## BEGIN Records

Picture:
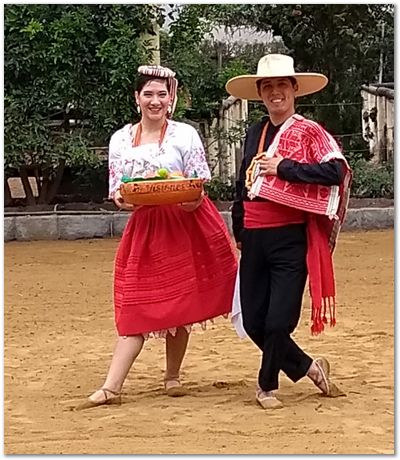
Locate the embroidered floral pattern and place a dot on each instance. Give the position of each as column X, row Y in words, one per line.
column 181, row 150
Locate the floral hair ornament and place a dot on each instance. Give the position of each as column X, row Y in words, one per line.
column 163, row 72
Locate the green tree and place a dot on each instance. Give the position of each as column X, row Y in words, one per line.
column 68, row 72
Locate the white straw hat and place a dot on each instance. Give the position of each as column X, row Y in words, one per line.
column 275, row 66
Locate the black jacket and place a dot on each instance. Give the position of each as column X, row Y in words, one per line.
column 329, row 173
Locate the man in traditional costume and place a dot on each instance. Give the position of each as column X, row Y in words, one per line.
column 291, row 199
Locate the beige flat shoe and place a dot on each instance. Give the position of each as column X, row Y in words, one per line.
column 329, row 388
column 108, row 400
column 268, row 400
column 174, row 388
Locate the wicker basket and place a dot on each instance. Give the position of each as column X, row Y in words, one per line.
column 156, row 192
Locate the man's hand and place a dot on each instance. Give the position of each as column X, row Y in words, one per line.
column 269, row 166
column 120, row 203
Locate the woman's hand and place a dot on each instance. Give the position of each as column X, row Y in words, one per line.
column 191, row 205
column 120, row 203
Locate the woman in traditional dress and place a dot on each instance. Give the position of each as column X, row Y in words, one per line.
column 175, row 265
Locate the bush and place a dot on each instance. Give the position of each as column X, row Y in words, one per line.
column 372, row 180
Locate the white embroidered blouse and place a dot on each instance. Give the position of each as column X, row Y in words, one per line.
column 181, row 150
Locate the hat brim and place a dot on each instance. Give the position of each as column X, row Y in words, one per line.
column 244, row 86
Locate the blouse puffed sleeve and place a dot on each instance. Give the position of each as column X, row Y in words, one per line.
column 115, row 165
column 194, row 158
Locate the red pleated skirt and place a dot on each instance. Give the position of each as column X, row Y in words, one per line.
column 173, row 268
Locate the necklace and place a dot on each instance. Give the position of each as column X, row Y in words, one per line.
column 138, row 135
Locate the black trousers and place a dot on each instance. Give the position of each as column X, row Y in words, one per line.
column 273, row 274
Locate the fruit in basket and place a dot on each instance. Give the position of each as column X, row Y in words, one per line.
column 162, row 188
column 163, row 172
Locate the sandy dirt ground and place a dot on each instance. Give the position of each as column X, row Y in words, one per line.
column 59, row 335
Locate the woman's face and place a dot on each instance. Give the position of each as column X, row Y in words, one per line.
column 154, row 100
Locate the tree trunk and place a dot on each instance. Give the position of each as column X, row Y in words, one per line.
column 7, row 194
column 55, row 184
column 30, row 199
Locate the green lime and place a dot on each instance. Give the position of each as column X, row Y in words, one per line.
column 163, row 172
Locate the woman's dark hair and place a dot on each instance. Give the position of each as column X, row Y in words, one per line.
column 142, row 80
column 258, row 82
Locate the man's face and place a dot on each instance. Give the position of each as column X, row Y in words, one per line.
column 278, row 96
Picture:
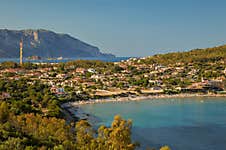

## END Records

• [Problem to solve]: Please write out all the lines above again, changing every "place a dot" to "put a marker" and keeping everything else the same. Leave out the pictures.

• [Answer below]:
Picture:
Locate the embroidered floral pattern and put a marker on each instance. Give the position of each as column X, row Y in words, one per line.
column 181, row 150
Locate the floral hair ornament and put a marker on each instance. Give the position of each as column X, row Y in words, one per line.
column 163, row 72
Locate the green tree and put a marker on each instance. Give the position of each as column X, row Y in words, one per line.
column 68, row 72
Locate the white straw hat and put a marker on each instance. Give the position of each as column X, row Y in words, one per line.
column 275, row 66
Locate the black jacket and put a marker on each instance. Give the position of each as column X, row Y in words, one per line.
column 329, row 173
Locate the man in traditional costume and put a marker on each instance. Give the position of each as column X, row Y in words, one per line.
column 291, row 199
Locate the beige flat shoe and put a marker on each instance. Give the position of each as column X, row Y in words, one per line.
column 329, row 388
column 108, row 400
column 268, row 400
column 174, row 388
Locate the wicker basket and put a marker on each instance. Give the position of each as column X, row Y in words, one per line.
column 156, row 192
Locate the man's hand and put a marker on each instance. Give the position of each as column X, row Y in words, one per line.
column 269, row 166
column 120, row 203
Locate the woman's hand and put a marker on each instance. Give the position of each as column X, row Y in words, one per line.
column 191, row 205
column 120, row 203
Locate the woman in traditional dress and put a marker on each instance. Give the position of each as column X, row Y in words, one per line.
column 175, row 265
Locate the bush and put a marker on each instance. Give the position of each as column X, row Y in words, one per line.
column 372, row 180
Locate the white embroidered blouse and put a marker on each instance. Give the position of each as column X, row Y in words, one per line.
column 181, row 150
Locate the hat brim and put a marker on each instance. Give the position of each as column X, row Y in words, one per line.
column 244, row 86
Locate the blouse puffed sleeve and put a marker on each instance. Give the position of each as column X, row Y in words, one per line.
column 115, row 165
column 194, row 158
Locate the red pleated skirt and put a marker on each instance. Give the position of each as column X, row Y in words, one per line.
column 173, row 268
Locate the necklace and put a marker on each instance. Give the position of each as column X, row Y in words, one per line.
column 138, row 135
Locate the black trousers and put a marker on each instance. Give the position of each as column X, row Y in words, one per line.
column 273, row 274
Locate the fruit in basket and put a marker on each instance. Give the position of each as column X, row Y in words, one per line.
column 162, row 188
column 163, row 172
Locate the sandy dirt ground and put a marker on each instance. Give the position of each as column X, row Y in words, one per line.
column 59, row 335
Locate the woman's face and put a marker on each instance. Give the position of each as column X, row Y in words, one per line.
column 154, row 100
Locate the tree trunk and put a marker on each instance. Give the position of each as column X, row Y in words, one per line.
column 7, row 194
column 55, row 184
column 30, row 199
Locate the green lime and put a marker on each instance. Give the position of each as column X, row Y in words, one per line.
column 163, row 172
Locate the woman's dark hair and put a marker on each instance. Give the position of each as column X, row Y in words, one per line.
column 142, row 80
column 258, row 82
Locate the man's face and put a marker on each instance. Give the position of each as column X, row Y in words, one per line.
column 278, row 96
Picture:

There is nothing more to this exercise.